▶ _WHAT IS BEING ASKED_
Pull out every line in the entries below that contains the string "figurine", treating uppercase and lowercase as different.

▶ _SUPPLIED MATERIAL_
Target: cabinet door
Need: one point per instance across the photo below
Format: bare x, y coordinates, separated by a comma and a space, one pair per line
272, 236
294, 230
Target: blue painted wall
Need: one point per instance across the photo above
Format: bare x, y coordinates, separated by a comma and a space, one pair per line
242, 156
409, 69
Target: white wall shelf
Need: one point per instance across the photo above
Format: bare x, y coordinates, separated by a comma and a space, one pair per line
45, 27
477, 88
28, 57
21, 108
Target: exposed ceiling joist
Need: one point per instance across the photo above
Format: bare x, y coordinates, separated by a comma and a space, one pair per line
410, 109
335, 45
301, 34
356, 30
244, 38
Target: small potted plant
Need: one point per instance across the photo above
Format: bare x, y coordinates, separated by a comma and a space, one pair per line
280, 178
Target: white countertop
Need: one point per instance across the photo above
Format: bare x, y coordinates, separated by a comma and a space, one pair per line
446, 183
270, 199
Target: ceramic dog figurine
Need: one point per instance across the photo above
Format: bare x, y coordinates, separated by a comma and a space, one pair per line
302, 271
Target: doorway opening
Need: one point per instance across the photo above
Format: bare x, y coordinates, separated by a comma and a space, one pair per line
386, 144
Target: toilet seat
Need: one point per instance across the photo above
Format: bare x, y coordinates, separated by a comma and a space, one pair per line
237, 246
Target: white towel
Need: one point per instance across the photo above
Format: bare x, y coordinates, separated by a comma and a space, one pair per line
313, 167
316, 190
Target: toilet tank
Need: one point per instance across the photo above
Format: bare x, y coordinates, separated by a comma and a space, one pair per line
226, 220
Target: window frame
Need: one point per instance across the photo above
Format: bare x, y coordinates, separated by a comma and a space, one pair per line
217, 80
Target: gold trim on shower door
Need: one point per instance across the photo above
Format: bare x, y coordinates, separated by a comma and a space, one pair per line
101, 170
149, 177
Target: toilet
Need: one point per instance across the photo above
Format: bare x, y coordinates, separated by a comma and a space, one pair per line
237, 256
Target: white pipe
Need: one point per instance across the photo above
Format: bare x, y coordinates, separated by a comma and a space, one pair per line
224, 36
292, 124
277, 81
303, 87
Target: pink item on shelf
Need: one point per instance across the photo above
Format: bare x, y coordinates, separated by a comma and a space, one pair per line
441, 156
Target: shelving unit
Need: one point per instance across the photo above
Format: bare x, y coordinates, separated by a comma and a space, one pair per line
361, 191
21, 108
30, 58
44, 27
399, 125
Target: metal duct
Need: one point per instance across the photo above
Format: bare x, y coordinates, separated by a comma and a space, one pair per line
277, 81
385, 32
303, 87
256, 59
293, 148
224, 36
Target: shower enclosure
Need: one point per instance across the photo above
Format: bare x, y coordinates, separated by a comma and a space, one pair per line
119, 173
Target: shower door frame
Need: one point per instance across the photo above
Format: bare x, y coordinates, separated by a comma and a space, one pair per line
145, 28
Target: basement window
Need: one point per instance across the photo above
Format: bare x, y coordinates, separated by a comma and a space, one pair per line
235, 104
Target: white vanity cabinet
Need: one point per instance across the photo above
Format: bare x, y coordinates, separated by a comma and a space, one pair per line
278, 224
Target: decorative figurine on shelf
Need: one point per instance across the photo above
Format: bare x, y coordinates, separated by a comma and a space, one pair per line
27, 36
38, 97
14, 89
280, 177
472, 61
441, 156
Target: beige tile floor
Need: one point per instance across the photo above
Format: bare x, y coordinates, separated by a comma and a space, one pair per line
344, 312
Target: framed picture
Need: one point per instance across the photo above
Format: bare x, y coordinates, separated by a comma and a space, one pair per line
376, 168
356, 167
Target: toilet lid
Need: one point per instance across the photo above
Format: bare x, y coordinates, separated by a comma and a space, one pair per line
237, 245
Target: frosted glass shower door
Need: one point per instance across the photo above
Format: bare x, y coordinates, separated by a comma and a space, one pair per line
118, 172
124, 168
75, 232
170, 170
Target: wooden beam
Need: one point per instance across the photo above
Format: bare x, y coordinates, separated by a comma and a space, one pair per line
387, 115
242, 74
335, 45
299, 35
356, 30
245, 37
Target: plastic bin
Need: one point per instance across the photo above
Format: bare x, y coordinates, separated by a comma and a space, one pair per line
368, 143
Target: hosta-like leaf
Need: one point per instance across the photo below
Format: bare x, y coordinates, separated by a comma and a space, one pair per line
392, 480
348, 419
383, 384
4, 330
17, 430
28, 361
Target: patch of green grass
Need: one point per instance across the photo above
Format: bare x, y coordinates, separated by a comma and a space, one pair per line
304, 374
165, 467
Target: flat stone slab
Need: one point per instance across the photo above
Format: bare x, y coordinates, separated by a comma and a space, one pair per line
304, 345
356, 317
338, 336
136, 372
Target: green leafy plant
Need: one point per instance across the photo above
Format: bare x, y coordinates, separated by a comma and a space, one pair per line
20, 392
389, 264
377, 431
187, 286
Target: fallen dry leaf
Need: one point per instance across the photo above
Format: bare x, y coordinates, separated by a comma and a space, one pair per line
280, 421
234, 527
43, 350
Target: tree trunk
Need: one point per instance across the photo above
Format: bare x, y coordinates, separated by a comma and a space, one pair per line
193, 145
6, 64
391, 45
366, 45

...

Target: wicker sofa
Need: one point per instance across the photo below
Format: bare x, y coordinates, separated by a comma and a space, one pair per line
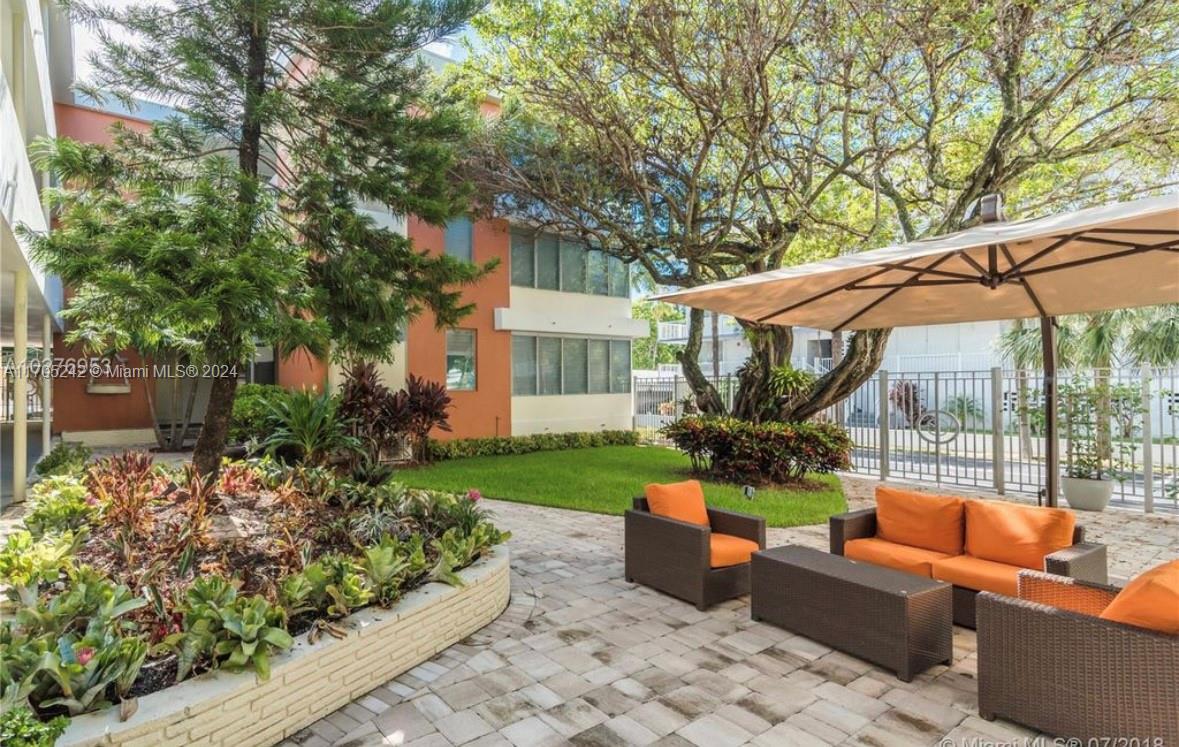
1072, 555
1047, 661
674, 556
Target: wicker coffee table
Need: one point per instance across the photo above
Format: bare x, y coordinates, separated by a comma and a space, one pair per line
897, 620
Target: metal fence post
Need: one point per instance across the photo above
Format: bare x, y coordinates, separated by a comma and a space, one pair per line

▶ _SOLUTION BELOW_
Target: ceramic dog figurine
Target: decorative figurine on shelf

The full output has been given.